### PROBLEM REQUIREMENTS
The records below must be transcribed exactly. Do not include the pictures.

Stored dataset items
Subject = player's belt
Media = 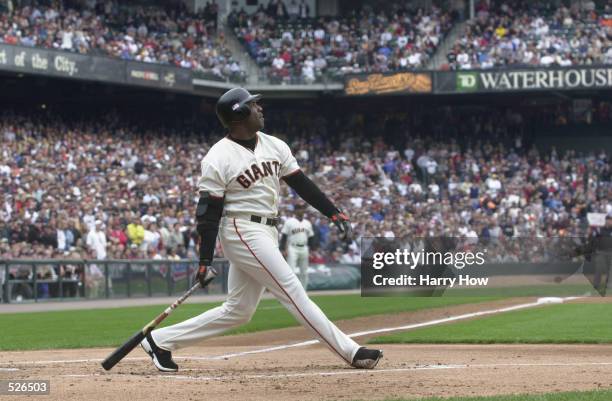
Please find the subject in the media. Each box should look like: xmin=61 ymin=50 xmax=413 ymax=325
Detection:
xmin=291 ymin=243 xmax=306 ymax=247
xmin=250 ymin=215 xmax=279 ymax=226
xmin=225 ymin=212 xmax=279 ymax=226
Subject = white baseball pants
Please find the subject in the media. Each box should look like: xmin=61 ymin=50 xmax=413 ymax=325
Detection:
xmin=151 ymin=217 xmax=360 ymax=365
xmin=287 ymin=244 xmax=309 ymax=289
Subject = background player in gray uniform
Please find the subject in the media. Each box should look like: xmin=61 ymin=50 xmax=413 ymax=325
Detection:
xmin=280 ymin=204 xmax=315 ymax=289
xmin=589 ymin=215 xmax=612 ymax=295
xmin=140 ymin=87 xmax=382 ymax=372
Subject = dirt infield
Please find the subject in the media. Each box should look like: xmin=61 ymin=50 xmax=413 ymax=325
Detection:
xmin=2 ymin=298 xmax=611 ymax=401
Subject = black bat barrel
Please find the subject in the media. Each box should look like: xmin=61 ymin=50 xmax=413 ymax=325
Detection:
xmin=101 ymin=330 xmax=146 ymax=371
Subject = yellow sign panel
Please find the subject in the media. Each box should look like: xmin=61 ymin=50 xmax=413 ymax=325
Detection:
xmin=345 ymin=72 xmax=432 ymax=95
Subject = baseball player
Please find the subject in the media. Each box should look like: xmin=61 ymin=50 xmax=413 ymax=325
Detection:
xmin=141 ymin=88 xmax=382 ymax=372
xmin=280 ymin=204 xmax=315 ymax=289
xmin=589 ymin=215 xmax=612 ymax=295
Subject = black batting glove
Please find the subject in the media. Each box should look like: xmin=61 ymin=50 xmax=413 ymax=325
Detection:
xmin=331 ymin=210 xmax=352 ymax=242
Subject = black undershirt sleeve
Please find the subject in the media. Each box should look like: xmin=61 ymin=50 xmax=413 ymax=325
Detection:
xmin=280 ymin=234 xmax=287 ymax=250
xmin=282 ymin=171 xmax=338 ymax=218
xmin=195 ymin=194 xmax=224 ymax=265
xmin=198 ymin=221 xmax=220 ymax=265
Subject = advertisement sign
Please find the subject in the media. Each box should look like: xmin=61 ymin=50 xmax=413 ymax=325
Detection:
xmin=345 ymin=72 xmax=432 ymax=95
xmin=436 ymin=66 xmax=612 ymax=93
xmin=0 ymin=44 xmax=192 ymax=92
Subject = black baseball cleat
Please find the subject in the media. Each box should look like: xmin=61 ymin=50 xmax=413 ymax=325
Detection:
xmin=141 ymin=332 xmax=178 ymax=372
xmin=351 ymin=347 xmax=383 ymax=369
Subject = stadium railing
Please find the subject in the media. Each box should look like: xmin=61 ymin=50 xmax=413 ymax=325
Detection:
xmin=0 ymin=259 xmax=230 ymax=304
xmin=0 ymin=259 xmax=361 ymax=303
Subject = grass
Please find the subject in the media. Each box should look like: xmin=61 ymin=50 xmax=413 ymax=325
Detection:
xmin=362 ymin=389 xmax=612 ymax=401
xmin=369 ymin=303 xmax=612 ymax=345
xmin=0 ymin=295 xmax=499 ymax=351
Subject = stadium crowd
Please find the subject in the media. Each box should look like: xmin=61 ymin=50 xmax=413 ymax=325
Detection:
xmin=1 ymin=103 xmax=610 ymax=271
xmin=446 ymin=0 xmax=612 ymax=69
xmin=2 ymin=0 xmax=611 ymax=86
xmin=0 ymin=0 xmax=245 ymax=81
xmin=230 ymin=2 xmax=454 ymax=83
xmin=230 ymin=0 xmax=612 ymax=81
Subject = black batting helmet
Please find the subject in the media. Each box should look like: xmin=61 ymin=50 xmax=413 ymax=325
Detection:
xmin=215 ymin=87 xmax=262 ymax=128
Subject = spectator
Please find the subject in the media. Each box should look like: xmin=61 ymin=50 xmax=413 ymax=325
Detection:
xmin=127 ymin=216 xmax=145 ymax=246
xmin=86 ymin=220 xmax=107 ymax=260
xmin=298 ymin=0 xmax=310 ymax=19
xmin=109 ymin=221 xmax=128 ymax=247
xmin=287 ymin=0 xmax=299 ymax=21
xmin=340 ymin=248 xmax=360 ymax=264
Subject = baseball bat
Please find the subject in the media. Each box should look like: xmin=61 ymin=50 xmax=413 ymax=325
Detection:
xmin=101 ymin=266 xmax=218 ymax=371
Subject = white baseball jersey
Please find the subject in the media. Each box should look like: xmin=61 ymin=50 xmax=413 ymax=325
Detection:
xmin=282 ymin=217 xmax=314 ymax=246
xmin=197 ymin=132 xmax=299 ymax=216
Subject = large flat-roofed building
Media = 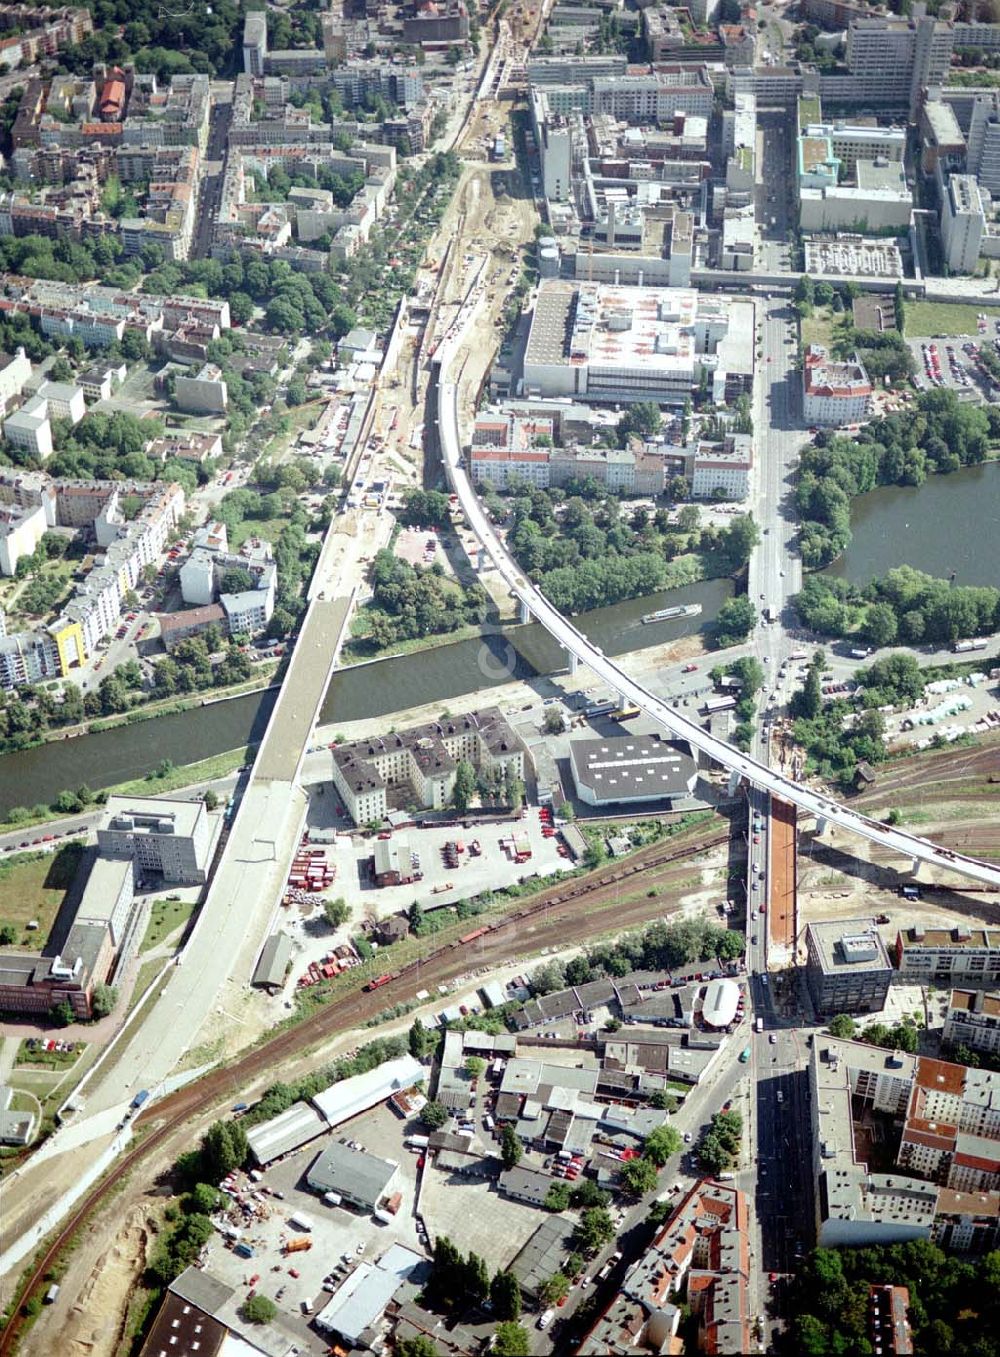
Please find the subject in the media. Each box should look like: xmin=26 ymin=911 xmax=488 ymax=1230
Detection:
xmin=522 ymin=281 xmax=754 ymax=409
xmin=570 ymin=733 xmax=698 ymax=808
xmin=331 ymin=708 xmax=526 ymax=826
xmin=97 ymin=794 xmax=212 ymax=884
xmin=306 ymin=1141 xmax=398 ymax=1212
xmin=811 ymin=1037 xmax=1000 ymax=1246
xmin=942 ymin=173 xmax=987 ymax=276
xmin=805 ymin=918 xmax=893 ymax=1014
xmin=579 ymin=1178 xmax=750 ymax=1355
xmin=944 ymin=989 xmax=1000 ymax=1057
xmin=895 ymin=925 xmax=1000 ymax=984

### RESULT OF THIS TASK
Subject = player's belt
Media = 
Please find the subject in the media. Each box should look like: xmin=61 ymin=50 xmax=413 ymax=325
Detection:
xmin=291 ymin=243 xmax=306 ymax=247
xmin=250 ymin=215 xmax=279 ymax=226
xmin=225 ymin=212 xmax=279 ymax=226
Subject = white baseball pants
Please find the subject in the media. Each box should look like: xmin=61 ymin=50 xmax=413 ymax=325
Detection:
xmin=151 ymin=217 xmax=360 ymax=365
xmin=287 ymin=244 xmax=309 ymax=289
Subject = background player in gray uniform
Please find the subject in the media. Each box should look like: xmin=61 ymin=50 xmax=413 ymax=325
Detection:
xmin=280 ymin=204 xmax=315 ymax=289
xmin=589 ymin=215 xmax=612 ymax=295
xmin=140 ymin=87 xmax=382 ymax=372
Subject = dirt infield
Please find the subject in the media. Each box should look like: xmin=61 ymin=50 xmax=413 ymax=325
Detection:
xmin=2 ymin=298 xmax=611 ymax=401
Subject = black bat barrel
Please find the subject in the media. Each box should look like: xmin=61 ymin=50 xmax=413 ymax=325
Detection:
xmin=101 ymin=330 xmax=146 ymax=371
Subject = yellow sign panel
Please find the subject in the media. Each box should look like: xmin=61 ymin=50 xmax=413 ymax=325
Detection:
xmin=345 ymin=72 xmax=432 ymax=95
Subject = baseball player
Please find the subject in the media. Each box should look like: xmin=61 ymin=50 xmax=413 ymax=325
Detection:
xmin=141 ymin=88 xmax=382 ymax=372
xmin=280 ymin=204 xmax=315 ymax=289
xmin=589 ymin=215 xmax=612 ymax=295
Subject = black batting glove
Please find the subject in the media. Each box should look like: xmin=61 ymin=50 xmax=413 ymax=325
Detection:
xmin=331 ymin=210 xmax=352 ymax=242
Subject = black undershirt sleeve
Please find the subject in the media. Each box should look like: xmin=61 ymin=50 xmax=413 ymax=325
Detection:
xmin=280 ymin=234 xmax=287 ymax=250
xmin=282 ymin=171 xmax=338 ymax=218
xmin=195 ymin=194 xmax=224 ymax=265
xmin=198 ymin=221 xmax=220 ymax=265
Subject = advertisement sign
Please find the subject in the media. Each box should look like: xmin=61 ymin=50 xmax=413 ymax=325
Detection:
xmin=345 ymin=72 xmax=432 ymax=95
xmin=436 ymin=66 xmax=612 ymax=93
xmin=0 ymin=44 xmax=192 ymax=92
Subject = black baseball cleat
Please find the subject in the media. Each box should look like: xmin=61 ymin=50 xmax=413 ymax=325
Detection:
xmin=141 ymin=332 xmax=178 ymax=372
xmin=351 ymin=347 xmax=383 ymax=369
Subject = stadium railing
Please find the subject in the media. Each box should look like: xmin=61 ymin=50 xmax=413 ymax=325
Detection:
xmin=0 ymin=259 xmax=230 ymax=304
xmin=0 ymin=259 xmax=361 ymax=303
Subject = grass
Please find the subject in the media. Each box should look like: xmin=61 ymin=50 xmax=413 ymax=325
Detection:
xmin=362 ymin=389 xmax=612 ymax=401
xmin=369 ymin=303 xmax=612 ymax=345
xmin=0 ymin=295 xmax=499 ymax=351
Subject = stadium crowd
Please find the subject in the media. Each box should look like: xmin=61 ymin=50 xmax=413 ymax=325
Detection:
xmin=1 ymin=103 xmax=610 ymax=271
xmin=446 ymin=0 xmax=612 ymax=69
xmin=2 ymin=0 xmax=611 ymax=86
xmin=0 ymin=0 xmax=245 ymax=81
xmin=230 ymin=2 xmax=454 ymax=83
xmin=230 ymin=0 xmax=612 ymax=81
Subject = black batting helmet
Please find the subject in the media. Each box should look like: xmin=61 ymin=50 xmax=413 ymax=325
Detection:
xmin=215 ymin=87 xmax=262 ymax=128
Subject = spectator
Please find the subject in the media. Each box should look like: xmin=61 ymin=50 xmax=413 ymax=325
Detection:
xmin=127 ymin=216 xmax=145 ymax=246
xmin=86 ymin=220 xmax=107 ymax=260
xmin=298 ymin=0 xmax=310 ymax=19
xmin=109 ymin=221 xmax=128 ymax=247
xmin=287 ymin=0 xmax=299 ymax=21
xmin=340 ymin=248 xmax=360 ymax=264
Subject = baseball bat
Please find the subject in the media. Each box should look like: xmin=61 ymin=50 xmax=413 ymax=325
Detection:
xmin=101 ymin=266 xmax=218 ymax=371
Subject = white baseball jersey
Please find the subject in the media. Each box should look like: xmin=61 ymin=50 xmax=413 ymax=325
Detection:
xmin=282 ymin=217 xmax=314 ymax=246
xmin=197 ymin=132 xmax=299 ymax=216
Subject = large flat-roofed building
Media = 
Please find the subject in the media. Each box should look like: xmin=26 ymin=911 xmax=488 ymax=1230
Detection:
xmin=522 ymin=281 xmax=754 ymax=409
xmin=570 ymin=733 xmax=698 ymax=808
xmin=331 ymin=708 xmax=526 ymax=826
xmin=97 ymin=794 xmax=212 ymax=884
xmin=306 ymin=1141 xmax=398 ymax=1212
xmin=811 ymin=1037 xmax=1000 ymax=1246
xmin=942 ymin=173 xmax=987 ymax=276
xmin=805 ymin=918 xmax=893 ymax=1014
xmin=579 ymin=1178 xmax=750 ymax=1355
xmin=944 ymin=989 xmax=1000 ymax=1057
xmin=895 ymin=925 xmax=1000 ymax=984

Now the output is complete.